### Input material

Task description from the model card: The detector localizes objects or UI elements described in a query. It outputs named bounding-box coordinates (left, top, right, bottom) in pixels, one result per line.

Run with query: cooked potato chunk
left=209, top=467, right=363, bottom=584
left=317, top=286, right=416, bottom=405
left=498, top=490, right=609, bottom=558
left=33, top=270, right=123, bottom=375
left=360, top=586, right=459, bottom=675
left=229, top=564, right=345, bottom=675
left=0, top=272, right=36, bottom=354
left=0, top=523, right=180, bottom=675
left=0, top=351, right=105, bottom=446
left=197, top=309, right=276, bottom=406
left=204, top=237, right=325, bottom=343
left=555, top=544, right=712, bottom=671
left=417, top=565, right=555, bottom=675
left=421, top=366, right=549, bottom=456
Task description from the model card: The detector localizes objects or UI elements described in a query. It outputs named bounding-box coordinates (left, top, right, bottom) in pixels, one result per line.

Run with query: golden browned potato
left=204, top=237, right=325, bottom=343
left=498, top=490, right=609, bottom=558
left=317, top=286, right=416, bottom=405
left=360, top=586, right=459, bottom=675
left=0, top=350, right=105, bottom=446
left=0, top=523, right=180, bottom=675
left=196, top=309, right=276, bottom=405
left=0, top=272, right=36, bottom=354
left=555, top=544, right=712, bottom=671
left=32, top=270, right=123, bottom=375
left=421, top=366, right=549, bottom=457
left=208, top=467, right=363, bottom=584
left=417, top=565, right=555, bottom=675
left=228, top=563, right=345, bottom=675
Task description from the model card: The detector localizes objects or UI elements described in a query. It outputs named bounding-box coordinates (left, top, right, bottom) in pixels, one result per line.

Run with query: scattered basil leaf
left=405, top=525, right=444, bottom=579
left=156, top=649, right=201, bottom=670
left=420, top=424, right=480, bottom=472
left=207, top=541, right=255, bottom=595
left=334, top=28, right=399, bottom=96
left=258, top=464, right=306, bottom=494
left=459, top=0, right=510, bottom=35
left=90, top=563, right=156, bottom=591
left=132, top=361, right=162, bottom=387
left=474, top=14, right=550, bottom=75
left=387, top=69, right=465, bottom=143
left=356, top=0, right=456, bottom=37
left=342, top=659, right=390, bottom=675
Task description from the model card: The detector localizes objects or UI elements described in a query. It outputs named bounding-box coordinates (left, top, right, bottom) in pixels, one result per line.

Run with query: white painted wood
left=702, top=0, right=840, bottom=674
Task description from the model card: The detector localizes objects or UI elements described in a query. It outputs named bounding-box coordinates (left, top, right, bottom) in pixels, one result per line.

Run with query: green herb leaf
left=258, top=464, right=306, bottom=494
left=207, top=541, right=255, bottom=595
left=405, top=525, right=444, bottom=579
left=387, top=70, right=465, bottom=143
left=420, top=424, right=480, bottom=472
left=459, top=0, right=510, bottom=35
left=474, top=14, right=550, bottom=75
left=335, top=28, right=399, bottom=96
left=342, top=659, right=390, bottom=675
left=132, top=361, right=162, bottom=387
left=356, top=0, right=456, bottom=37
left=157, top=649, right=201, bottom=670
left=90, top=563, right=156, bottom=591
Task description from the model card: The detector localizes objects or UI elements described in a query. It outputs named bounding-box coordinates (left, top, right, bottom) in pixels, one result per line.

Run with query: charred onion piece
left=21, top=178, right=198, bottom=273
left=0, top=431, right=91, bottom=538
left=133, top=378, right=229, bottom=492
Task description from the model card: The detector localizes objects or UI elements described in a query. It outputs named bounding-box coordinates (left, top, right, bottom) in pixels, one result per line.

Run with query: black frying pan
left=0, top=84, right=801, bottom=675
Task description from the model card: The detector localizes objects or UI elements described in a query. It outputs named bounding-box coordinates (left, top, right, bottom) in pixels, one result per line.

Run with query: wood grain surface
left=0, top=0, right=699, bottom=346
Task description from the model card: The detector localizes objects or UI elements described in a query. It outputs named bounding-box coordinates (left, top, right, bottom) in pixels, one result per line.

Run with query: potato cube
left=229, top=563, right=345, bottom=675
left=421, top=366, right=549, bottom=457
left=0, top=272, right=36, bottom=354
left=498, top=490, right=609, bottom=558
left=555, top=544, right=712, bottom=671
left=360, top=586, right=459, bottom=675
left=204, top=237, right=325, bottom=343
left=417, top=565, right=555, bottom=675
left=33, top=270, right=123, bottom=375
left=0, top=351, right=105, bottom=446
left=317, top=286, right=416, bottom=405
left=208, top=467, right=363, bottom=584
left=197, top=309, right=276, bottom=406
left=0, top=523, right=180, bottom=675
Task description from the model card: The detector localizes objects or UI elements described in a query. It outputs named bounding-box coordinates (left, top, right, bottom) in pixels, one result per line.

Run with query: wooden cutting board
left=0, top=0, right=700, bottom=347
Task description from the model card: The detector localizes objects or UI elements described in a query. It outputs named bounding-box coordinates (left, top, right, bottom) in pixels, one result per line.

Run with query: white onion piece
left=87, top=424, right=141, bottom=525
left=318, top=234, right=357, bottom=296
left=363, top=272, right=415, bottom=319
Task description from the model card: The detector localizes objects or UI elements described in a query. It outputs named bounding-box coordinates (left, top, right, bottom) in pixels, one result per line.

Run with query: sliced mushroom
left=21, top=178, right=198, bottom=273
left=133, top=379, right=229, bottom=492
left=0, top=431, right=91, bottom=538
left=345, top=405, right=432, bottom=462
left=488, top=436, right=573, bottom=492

######

» **Exercise objective**
All of the entries must be quoted exactly; please include each one.

» **Written solution**
Task description from the model card: The detector localizes objects or UI elements described in a query. It outputs named bounding-box coordinates (left, top, right, bottom) in pixels, one result per line.

Run with query: cooked potato chunk
left=209, top=467, right=363, bottom=584
left=317, top=286, right=416, bottom=405
left=498, top=490, right=609, bottom=558
left=33, top=270, right=123, bottom=375
left=360, top=586, right=459, bottom=675
left=229, top=564, right=345, bottom=675
left=0, top=272, right=36, bottom=354
left=0, top=523, right=180, bottom=675
left=0, top=351, right=105, bottom=446
left=197, top=309, right=276, bottom=406
left=204, top=237, right=325, bottom=343
left=555, top=544, right=712, bottom=671
left=417, top=565, right=555, bottom=675
left=421, top=366, right=549, bottom=456
Task description from the model card: The detector localizes objects or UI elements described in a query. It outputs named bounding-box coordinates (left, top, right, bottom) in pixels, one result per line.

Run with query: golden browned potato
left=204, top=237, right=325, bottom=343
left=498, top=490, right=609, bottom=558
left=317, top=286, right=416, bottom=405
left=360, top=586, right=459, bottom=675
left=0, top=350, right=105, bottom=446
left=0, top=523, right=180, bottom=675
left=196, top=309, right=276, bottom=405
left=0, top=272, right=36, bottom=354
left=555, top=544, right=712, bottom=671
left=32, top=270, right=123, bottom=375
left=421, top=366, right=549, bottom=457
left=208, top=467, right=363, bottom=584
left=417, top=565, right=555, bottom=675
left=228, top=563, right=345, bottom=675
Task description from the model card: The detector localizes objects or UI elements described in a query. It outputs named bounding-box coordinates (left, top, right, bottom) in pixels, one result per line.

Run with query: scattered basil leaf
left=405, top=525, right=444, bottom=579
left=156, top=649, right=201, bottom=670
left=420, top=424, right=480, bottom=472
left=207, top=541, right=255, bottom=595
left=334, top=28, right=399, bottom=96
left=258, top=464, right=306, bottom=494
left=459, top=0, right=510, bottom=35
left=90, top=563, right=156, bottom=591
left=132, top=361, right=162, bottom=387
left=474, top=14, right=550, bottom=75
left=387, top=69, right=465, bottom=143
left=356, top=0, right=456, bottom=37
left=342, top=659, right=390, bottom=675
Task description from the model card: The detector localizes objects or UI elements described in a query. It outputs named bounding-box coordinates (left, top, right, bottom) in pixels, one result per line.

Run with query: white painted wood
left=702, top=0, right=840, bottom=674
Task description from the model card: The detector localizes objects or UI elements described in a query. It outputs named bounding-box coordinates (left, top, right, bottom) in pixels, one result per line.

Run with query: green herb leaf
left=258, top=464, right=306, bottom=494
left=207, top=541, right=255, bottom=595
left=405, top=525, right=444, bottom=579
left=387, top=70, right=465, bottom=143
left=420, top=424, right=480, bottom=472
left=459, top=0, right=510, bottom=35
left=474, top=14, right=550, bottom=75
left=335, top=28, right=399, bottom=96
left=342, top=659, right=390, bottom=675
left=132, top=361, right=162, bottom=387
left=356, top=0, right=456, bottom=37
left=157, top=649, right=201, bottom=670
left=90, top=563, right=156, bottom=591
Task description from the model card: The detector localizes objects or UI elements described in a query. It outputs named bounding-box coordinates (left, top, right, bottom) in pixels, one result per line.

Run with query: charred onion piece
left=21, top=178, right=198, bottom=273
left=0, top=431, right=91, bottom=538
left=133, top=378, right=229, bottom=492
Task description from the model card: The detector localizes objects or UI elements described in a query. It outputs named bounding-box coordinates (left, top, right, bottom) in pixels, one result per line.

Run with query: black frying pan
left=0, top=84, right=801, bottom=675
Task description from the model card: The detector localizes objects or UI elements described in a query. It outputs named bounding-box coordinates (left, top, right, bottom) in pixels, one result per line.

Run with query: wood grain surface
left=0, top=0, right=699, bottom=346
Task description from the model card: The detector localizes objects or UI elements described in a query. It outputs named bounding-box coordinates (left, top, right, bottom) in pixels, one result per line.

Run with query: potato cube
left=229, top=563, right=345, bottom=675
left=421, top=366, right=549, bottom=457
left=0, top=272, right=36, bottom=354
left=498, top=490, right=609, bottom=558
left=555, top=544, right=712, bottom=671
left=360, top=586, right=459, bottom=675
left=204, top=237, right=325, bottom=343
left=417, top=565, right=555, bottom=675
left=33, top=270, right=123, bottom=375
left=0, top=351, right=105, bottom=446
left=317, top=286, right=416, bottom=405
left=208, top=467, right=363, bottom=584
left=197, top=309, right=276, bottom=406
left=0, top=523, right=180, bottom=675
Task description from the model card: The detector localizes objects or UI elements described in a query. It outputs named bounding-box coordinates (left, top, right, bottom) in pixels, one result per line.

Run with query: wooden cutting board
left=0, top=0, right=700, bottom=347
Task description from the model card: The detector localizes objects or UI elements described in a query. It outputs named bounding-box coordinates (left, top, right, bottom) in pixels, one result per line.

Run with query: white onion piece
left=87, top=424, right=141, bottom=525
left=318, top=234, right=357, bottom=296
left=363, top=272, right=415, bottom=319
Task description from the model card: The detector localizes objects or UI elements described in a query. It outputs named bounding-box coordinates (left, top, right, bottom) in pixels, one result per line.

Run with query: sliced mushroom
left=21, top=178, right=198, bottom=273
left=133, top=379, right=229, bottom=492
left=0, top=431, right=91, bottom=538
left=345, top=405, right=432, bottom=462
left=488, top=436, right=573, bottom=492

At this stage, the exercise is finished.